YOUR TASK.
According to the text on selecting candidate faces, what makes up the final polygonal reconstruction?

***** EXCERPTED TEXT *****

Thus the final optimization problem for selecting the best subset of candidate faces can be formulated as follows:

$$\begin{aligned} \min _{x_i,x_{ir}}&\lambda _d \cdot E_d + \lambda _c \cdot E_c + \lambda _i \cdot E_i + \sum _{i=1}^{N} x_i x_{ir} \end{aligned}$$
(9)
$$\begin{aligned} \text {s.t.}&\left\{ \begin{matrix} \sum \nolimits _{f_i \in \mathcal {N}(e_j)} sign(x_i,ej) \cdot x_i +&{} &{} \\ sign(x_{ir},ej) \cdot x_{ir} = 0&{} &{} \\ \sum \nolimits _{f_i \in \mathcal {N}(e_j)} x_i + x_{ir} \leqslant 2 \\ 0 \leqslant x_i,x_{ir} \leqslant 1 \end{matrix} \right. \end{aligned}$$
(10)

To obtain the final selection of candidate faces, we round the variables \(x_i\) and \(x_{ir}\) to the nearest integer. This is necessary because we are solving a continuous relaxation of the binary labeling problem. Therefore, the outcome will be close to 0 or 1 but not exactly. Each face for which either \(x_i\) and \(x_{ir}\) is 1 will be selected. The union of the selected faces comprises the final polygonal reconstruction.

Our method distinguishes from [1] in two aspects. Firstly, we implemented a hypothesis generator that is more robust for indoor scenes as explained the previous subsection. Secondly, our energy terms are able to better handle the missing or erroneous data as a result of occlusions and clutter in indoor scenes. A comparison between a reconstructed model obtained using the optimization problem of [1] and ours is shown in Fig. 6. As we can see despite the heavy clutter, our method is still able to detect the outer geometry of the room.

***** EXTRACTED MATERIAL *****

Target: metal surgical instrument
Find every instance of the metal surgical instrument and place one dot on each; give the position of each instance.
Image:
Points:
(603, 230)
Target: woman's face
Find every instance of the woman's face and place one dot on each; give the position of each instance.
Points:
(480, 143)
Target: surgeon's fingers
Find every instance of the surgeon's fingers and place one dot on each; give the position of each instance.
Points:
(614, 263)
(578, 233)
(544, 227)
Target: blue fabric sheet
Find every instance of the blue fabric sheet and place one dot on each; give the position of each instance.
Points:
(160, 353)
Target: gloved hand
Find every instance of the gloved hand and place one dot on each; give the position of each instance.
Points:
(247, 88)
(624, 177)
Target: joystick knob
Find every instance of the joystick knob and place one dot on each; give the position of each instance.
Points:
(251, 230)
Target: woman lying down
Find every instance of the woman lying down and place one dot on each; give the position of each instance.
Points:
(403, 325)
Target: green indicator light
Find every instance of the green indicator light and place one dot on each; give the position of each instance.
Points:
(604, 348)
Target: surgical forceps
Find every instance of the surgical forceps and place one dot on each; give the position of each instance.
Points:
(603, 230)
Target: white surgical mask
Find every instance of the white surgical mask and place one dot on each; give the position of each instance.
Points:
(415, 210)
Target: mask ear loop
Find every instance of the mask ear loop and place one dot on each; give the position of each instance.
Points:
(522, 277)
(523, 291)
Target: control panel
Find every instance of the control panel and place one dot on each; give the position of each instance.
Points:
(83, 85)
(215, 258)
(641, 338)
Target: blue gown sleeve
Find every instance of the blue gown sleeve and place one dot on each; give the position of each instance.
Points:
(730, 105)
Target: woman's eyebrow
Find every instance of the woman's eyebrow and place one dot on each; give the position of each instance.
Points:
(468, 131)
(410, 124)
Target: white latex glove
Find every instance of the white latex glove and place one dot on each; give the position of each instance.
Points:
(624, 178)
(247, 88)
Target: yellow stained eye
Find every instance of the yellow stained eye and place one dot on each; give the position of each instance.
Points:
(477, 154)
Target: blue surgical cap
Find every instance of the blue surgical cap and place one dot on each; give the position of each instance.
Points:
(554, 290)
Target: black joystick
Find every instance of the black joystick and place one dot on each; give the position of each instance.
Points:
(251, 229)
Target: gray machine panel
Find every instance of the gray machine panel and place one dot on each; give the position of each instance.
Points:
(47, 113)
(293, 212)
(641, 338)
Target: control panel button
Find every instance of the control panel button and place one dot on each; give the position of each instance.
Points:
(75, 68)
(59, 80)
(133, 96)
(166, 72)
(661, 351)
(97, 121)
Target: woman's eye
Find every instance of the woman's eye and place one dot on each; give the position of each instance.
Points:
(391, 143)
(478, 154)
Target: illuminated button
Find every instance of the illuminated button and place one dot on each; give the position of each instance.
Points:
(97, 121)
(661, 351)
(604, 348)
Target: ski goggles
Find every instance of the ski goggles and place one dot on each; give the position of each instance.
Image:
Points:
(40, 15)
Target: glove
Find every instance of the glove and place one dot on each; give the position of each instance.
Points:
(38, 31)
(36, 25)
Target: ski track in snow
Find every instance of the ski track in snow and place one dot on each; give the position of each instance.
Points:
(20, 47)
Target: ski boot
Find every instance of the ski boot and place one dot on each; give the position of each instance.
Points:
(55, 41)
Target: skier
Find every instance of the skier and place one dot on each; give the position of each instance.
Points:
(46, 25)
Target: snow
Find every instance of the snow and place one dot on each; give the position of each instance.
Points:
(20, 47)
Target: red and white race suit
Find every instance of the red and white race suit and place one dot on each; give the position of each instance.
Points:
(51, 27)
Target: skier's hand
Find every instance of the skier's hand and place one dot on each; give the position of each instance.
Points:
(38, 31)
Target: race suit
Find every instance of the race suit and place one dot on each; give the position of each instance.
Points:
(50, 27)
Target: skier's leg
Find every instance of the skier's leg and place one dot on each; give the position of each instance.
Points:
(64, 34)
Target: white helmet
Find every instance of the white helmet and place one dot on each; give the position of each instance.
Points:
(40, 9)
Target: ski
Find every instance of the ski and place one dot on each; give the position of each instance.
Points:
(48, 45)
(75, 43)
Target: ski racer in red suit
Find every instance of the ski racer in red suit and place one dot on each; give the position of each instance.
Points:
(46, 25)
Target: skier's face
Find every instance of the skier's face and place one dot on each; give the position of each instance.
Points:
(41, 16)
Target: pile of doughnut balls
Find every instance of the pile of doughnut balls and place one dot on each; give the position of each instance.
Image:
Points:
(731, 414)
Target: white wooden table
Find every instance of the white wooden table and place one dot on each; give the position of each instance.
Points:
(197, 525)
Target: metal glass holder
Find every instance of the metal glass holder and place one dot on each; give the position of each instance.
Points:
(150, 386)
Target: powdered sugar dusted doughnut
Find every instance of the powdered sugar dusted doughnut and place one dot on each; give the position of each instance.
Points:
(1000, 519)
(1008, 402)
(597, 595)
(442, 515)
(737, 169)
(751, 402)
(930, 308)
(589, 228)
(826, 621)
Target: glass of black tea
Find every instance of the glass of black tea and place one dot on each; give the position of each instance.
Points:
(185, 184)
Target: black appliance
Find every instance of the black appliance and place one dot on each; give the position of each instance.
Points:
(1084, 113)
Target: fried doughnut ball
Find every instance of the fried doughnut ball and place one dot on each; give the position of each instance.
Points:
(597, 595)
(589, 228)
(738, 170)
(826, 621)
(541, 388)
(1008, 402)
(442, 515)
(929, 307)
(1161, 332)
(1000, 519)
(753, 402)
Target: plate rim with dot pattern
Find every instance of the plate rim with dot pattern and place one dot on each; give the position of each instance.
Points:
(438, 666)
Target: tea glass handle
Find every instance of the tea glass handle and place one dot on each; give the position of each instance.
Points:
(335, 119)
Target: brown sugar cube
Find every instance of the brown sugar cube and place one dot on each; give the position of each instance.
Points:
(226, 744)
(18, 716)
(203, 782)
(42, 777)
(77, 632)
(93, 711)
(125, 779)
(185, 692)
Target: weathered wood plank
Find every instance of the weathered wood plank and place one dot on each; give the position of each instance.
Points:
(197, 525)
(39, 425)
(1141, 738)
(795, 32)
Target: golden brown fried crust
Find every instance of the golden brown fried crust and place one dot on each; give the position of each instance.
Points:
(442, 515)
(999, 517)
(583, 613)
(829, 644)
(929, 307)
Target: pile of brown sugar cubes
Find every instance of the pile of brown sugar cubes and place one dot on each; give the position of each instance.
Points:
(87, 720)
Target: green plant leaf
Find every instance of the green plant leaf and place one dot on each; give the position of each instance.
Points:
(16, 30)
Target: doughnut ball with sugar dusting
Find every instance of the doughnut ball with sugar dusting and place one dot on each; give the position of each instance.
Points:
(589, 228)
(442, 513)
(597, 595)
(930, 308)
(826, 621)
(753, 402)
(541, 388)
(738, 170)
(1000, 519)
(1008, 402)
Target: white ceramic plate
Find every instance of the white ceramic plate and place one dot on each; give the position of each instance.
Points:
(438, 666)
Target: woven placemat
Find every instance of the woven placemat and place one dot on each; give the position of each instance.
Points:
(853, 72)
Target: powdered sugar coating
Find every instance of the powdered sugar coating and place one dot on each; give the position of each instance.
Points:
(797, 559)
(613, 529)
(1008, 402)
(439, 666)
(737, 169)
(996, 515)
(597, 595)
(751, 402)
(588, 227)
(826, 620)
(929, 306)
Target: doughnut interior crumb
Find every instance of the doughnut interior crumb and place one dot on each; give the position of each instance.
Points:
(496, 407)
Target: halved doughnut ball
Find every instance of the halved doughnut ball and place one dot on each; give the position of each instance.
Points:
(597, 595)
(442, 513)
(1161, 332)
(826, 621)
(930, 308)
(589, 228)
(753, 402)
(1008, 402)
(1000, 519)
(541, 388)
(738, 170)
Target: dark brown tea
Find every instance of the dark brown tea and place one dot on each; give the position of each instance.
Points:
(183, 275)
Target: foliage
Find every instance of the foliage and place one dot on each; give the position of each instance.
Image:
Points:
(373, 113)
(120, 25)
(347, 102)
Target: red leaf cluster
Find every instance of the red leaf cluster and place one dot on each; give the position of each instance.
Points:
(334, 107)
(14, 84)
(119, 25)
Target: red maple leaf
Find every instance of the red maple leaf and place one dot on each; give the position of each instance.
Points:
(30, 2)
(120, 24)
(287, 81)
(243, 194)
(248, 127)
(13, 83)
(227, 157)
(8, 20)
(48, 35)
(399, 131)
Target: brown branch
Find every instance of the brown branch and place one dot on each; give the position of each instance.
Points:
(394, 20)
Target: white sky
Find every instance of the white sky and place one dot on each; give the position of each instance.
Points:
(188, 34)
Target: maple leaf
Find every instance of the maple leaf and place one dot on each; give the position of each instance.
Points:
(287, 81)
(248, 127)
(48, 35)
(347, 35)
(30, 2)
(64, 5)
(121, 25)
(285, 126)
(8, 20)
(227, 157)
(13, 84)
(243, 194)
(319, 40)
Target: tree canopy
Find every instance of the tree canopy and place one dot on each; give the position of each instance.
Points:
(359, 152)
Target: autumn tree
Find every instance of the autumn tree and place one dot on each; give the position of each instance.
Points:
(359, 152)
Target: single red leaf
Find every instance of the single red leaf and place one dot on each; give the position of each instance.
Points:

*****

ANSWER FOR THE TASK.
The union of the selected faces.